Written task -
Which lines in the listing below contain the word "dark"? Pick out each of those lines and copy it in full.

□ □ □ □ □

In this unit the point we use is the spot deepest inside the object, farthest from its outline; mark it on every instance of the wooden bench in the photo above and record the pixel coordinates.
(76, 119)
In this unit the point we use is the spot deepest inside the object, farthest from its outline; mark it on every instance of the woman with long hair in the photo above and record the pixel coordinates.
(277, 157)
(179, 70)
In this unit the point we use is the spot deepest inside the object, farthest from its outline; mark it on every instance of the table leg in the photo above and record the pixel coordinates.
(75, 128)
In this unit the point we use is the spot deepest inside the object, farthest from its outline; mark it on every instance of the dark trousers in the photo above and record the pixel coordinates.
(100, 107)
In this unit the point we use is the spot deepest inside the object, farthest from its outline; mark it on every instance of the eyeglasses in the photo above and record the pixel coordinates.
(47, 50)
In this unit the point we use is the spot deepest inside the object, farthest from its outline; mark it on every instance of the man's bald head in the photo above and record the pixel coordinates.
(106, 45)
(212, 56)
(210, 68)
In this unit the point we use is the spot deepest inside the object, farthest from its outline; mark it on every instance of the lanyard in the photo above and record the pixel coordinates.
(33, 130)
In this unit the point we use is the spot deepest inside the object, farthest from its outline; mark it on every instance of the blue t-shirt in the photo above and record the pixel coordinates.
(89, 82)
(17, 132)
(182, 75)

□ □ □ □ □

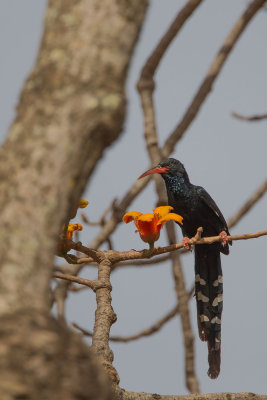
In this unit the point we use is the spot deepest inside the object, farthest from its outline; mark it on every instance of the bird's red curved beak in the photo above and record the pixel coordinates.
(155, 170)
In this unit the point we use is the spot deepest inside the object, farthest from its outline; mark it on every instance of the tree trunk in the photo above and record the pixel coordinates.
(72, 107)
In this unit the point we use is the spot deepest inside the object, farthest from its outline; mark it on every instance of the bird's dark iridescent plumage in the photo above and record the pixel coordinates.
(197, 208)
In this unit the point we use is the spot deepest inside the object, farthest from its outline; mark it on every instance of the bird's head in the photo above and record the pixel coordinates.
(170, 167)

□ □ □ □ □

Response to this exercise -
In this unit the point we use is the spot deepest inside the object, farthest from its outline; mark it on every instance of the dark trousers in the photo above and record the pixel coordinates.
In this unit the point we use is the spot deepest inside the object, farthest from its outline; mark it on every instance of the bird's dark iridescent plumage in the photo above and record the pixel coordinates.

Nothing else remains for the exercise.